• **Exercise requirements**
What is needed is an exact copy of the line that contains "Check that every instance of the shrub" and of all later lines to the end of the records below, with no other lines.

Records contained in a dataset:
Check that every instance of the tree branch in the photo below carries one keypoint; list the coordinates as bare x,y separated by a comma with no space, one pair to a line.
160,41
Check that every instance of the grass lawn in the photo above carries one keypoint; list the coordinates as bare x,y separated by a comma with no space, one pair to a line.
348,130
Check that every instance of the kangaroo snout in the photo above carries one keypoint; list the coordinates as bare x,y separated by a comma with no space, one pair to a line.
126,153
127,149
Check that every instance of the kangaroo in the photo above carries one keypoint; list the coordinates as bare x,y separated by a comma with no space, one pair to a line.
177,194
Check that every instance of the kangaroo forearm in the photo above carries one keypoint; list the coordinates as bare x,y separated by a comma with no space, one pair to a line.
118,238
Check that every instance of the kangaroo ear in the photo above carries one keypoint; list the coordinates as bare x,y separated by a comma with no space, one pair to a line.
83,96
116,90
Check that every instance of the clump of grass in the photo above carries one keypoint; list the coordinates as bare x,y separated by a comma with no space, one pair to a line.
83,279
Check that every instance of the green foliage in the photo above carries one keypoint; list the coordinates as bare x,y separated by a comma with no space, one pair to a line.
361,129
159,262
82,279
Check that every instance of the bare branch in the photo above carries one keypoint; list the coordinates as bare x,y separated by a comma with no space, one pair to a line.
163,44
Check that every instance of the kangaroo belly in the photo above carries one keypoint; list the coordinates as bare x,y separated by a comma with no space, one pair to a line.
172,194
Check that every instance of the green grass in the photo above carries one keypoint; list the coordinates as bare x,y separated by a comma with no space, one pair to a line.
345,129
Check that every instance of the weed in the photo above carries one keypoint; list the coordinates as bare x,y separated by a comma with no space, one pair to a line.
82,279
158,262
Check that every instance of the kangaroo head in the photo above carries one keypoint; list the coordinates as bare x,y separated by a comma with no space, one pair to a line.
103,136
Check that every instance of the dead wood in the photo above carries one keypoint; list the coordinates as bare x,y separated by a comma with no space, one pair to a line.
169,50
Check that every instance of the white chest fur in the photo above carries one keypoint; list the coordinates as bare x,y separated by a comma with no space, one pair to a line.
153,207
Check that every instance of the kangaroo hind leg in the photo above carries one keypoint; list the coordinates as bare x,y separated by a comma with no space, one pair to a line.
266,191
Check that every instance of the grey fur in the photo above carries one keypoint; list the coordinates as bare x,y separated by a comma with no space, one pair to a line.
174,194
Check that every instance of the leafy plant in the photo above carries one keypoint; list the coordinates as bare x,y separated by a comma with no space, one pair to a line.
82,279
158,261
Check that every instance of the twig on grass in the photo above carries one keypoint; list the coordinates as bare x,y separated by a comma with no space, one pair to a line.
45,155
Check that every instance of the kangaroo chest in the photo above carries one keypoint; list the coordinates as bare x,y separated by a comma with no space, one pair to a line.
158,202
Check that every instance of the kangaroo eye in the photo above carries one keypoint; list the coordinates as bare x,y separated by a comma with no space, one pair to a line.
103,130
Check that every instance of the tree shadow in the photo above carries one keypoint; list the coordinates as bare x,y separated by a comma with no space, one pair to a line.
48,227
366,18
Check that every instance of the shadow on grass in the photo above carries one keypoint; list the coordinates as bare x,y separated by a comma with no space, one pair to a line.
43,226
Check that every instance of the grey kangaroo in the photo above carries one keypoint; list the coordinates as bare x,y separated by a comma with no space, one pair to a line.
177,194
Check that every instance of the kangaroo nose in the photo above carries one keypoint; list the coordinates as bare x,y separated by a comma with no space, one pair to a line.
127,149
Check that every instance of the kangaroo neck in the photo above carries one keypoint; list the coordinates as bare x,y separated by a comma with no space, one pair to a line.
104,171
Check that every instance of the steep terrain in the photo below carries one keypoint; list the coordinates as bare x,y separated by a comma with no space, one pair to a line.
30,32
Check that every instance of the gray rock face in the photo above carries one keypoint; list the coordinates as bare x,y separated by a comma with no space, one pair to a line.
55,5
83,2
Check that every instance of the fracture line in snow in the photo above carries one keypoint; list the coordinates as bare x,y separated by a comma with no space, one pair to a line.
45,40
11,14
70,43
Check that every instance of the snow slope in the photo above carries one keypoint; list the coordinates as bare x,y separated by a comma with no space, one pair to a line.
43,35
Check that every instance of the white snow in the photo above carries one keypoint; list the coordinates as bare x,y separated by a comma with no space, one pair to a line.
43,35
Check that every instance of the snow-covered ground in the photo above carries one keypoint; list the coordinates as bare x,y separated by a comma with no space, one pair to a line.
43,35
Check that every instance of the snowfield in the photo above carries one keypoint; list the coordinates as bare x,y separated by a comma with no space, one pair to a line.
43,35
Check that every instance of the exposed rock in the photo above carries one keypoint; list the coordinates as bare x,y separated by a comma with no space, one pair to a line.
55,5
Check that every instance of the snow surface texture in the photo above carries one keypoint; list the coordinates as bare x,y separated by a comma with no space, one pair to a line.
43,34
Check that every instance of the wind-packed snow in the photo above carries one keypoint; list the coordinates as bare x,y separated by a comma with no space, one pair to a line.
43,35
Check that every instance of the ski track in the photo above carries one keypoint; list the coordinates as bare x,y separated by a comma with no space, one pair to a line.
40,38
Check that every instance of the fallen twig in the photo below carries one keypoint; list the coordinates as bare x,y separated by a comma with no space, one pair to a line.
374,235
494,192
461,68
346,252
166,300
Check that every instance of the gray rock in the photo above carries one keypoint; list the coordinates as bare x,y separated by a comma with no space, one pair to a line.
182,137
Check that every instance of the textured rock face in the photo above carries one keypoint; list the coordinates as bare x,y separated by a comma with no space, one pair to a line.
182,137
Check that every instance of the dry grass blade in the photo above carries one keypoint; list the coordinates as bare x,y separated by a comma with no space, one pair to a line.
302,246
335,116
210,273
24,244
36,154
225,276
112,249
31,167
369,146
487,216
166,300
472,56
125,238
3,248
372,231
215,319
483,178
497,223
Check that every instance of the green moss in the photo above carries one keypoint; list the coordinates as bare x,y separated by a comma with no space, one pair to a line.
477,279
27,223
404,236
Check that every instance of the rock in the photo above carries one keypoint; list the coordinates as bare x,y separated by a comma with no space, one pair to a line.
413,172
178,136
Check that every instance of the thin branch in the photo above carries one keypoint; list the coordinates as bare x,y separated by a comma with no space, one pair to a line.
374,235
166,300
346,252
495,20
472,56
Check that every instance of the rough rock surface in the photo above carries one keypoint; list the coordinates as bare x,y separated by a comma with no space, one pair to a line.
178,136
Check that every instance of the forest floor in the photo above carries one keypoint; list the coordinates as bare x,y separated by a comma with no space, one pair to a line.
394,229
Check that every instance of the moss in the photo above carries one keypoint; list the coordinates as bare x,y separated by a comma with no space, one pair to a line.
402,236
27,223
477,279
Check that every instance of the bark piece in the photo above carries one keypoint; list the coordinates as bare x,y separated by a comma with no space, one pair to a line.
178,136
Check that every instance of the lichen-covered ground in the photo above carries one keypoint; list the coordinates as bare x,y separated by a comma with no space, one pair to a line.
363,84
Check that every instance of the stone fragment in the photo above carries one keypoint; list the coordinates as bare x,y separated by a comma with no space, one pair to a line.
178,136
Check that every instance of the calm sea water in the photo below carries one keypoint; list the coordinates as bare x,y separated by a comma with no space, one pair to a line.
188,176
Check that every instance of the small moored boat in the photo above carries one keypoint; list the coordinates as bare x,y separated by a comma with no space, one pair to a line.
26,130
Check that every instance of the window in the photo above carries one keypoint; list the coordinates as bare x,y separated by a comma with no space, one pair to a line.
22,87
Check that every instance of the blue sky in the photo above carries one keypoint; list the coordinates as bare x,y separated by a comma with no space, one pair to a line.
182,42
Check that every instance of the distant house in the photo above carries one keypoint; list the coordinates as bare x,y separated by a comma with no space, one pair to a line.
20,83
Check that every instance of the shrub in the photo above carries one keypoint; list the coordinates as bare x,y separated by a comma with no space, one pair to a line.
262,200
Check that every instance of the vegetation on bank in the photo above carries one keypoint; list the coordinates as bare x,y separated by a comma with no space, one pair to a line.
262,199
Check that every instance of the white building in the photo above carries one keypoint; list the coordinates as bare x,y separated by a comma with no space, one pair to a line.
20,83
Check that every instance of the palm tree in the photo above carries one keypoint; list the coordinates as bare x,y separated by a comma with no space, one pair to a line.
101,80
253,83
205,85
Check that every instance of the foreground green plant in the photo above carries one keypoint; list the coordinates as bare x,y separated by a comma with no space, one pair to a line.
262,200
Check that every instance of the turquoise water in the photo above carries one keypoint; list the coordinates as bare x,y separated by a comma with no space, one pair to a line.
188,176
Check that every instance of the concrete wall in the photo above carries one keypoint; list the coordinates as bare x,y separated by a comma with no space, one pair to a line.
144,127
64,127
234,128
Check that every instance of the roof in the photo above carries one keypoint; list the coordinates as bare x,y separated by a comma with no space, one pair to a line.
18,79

• **Solved exercise**
Check that every instance of the shrub in the photo above carries one keypoint; list the coordinates as bare x,y separated by a comma with no space, one pair to a line.
262,200
Check that every instance of the vegetation on bank in the photo above carries one keypoint; list the coordinates as bare x,y separated by a comma with no space, one pair to a line.
262,199
Check that every instance of the white building in the photo above carries one keypoint; list the coordinates as bare x,y separated by a comma with no space, one pair to a line.
20,83
Check that every instance of the palm tree in the photo above carries one keypoint; list the coordinates as bare x,y separated by a comma with no space, one pair to a line.
101,80
253,83
205,85
Check that every instance of the foreground green plant in the photo above carries one keypoint; list the coordinates as bare x,y separated by a comma with no space, one pair to a line.
262,200
Check that every instance of the turquoise water in the photo above carries one keypoint; list the coordinates as bare x,y separated by a comma with no space, one pair to a line.
188,176
Check that every instance of the concrete wall in the photo above carries one keypoint; list the coordinates as bare x,y separated by a comma with no space, one pair to a line.
144,127
64,127
234,128
Check that every instance of the roof in the photo above carries one keypoint; list the coordinates as bare x,y separated by a comma with no space, one pair to a line.
18,79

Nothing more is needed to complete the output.